--- DOCUMENT ---

+---+

Go to content | Go to navigation | Go to search

Class 6(66)

The Beatles: The Beatles

15/03/13  ||  BamaHammer

Introduction

Hold onto your penis. I’m about to review The Beatles for Global Domination.

Well, this is it: Teh Fucken White Album. The antithesis of all things kvlt and tr00. One of the most iconic and triumphant achievements in musical history. An album so pompously grandiose that two records were required to hold all its shit. One of the crowning achievements for the Fab Fuckos which would send shockwaves throughout the annals of all subsequent rock and roll history. An album so important that I can’t stop writing sentence fragments.

So, having said all that…

This album is an utter fucken trainwreck. In reality, “Teh Beatles” was an album that was produced more by four independent individuals than an actual cohesive band. Tensions within the band were reaching a rolling boil, and the members were noticeably splintering apart. This album is what it all sounded like. And this is exactly why it’s amazing.

Songwriting

9,5. Much of the material on “The Beatles” was written more like something for each member’s solo career rather than an actual Beatles track. You can barely hear a single trace of true songwriting collaboration. There is very little flow and no central direction to any of the tunes you’ll find anywhere. From track to track, you’re treated to immense disparities in the overall sound of what’s happening. Things open with “Back in the U.S.S.R.”, a straightforward raw retard rock and roll tune that sounds like thousands of others. Then shit gets weird.

+---+

--- GIVEN ENTRIES ---
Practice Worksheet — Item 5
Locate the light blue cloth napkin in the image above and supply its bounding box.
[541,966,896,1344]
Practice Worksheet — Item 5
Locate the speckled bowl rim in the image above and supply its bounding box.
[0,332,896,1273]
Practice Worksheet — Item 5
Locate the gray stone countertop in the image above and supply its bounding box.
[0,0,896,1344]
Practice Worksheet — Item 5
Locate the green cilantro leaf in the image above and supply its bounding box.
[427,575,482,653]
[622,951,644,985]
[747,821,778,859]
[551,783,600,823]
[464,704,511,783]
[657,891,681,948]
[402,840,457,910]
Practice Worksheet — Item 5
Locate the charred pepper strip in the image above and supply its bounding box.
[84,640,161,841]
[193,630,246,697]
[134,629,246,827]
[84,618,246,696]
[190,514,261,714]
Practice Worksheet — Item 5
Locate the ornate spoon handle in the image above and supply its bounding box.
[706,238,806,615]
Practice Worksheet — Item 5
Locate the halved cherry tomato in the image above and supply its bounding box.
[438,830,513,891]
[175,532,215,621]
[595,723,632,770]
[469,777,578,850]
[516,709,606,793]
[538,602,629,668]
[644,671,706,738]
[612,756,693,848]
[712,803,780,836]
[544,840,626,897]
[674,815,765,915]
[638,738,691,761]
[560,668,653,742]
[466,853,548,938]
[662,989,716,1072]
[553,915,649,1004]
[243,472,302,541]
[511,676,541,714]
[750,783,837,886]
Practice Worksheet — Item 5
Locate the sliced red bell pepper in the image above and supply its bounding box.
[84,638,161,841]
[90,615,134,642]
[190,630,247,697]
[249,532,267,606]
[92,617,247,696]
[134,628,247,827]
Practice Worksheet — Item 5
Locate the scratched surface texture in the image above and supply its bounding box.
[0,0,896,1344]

+---+

--- DIRECTIVE 1 ---
In the album review, retype the part that opens with the words containing "Well, this is" and closes with "why it’s amazing.".
--- DIRECTIVE 2 ---
Answer these questions from the album review:
(a) What date appears with the review?
(b) What score does the review give under Songwriting?
(c) Which song does the review say the album opens with?

--- EXERCISE OUTPUT 1 ---
Well, this is it: Teh Fucken White Album. The antithesis of all things kvlt and tr00. One of the most iconic and triumphant achievements in musical history. An album so pompously grandiose that two records were required to hold all its shit. One of the crowning achievements for the Fab Fuckos which would send shockwaves throughout the annals of all subsequent rock and roll history. An album so important that I can’t stop writing sentence fragments.

So, having said all that…

This album is an utter fucken trainwreck. In reality, “Teh Beatles” was an album that was produced more by four independent individuals than an actual cohesive band. Tensions within the band were reaching a rolling boil, and the members were noticeably splintering apart. This album is what it all sounded like. And this is exactly why it’s amazing.

--- EXERCISE OUTPUT 2 ---
(a) 15/03/13
(b) 9,5
(c) "Back in the U.S.S.R."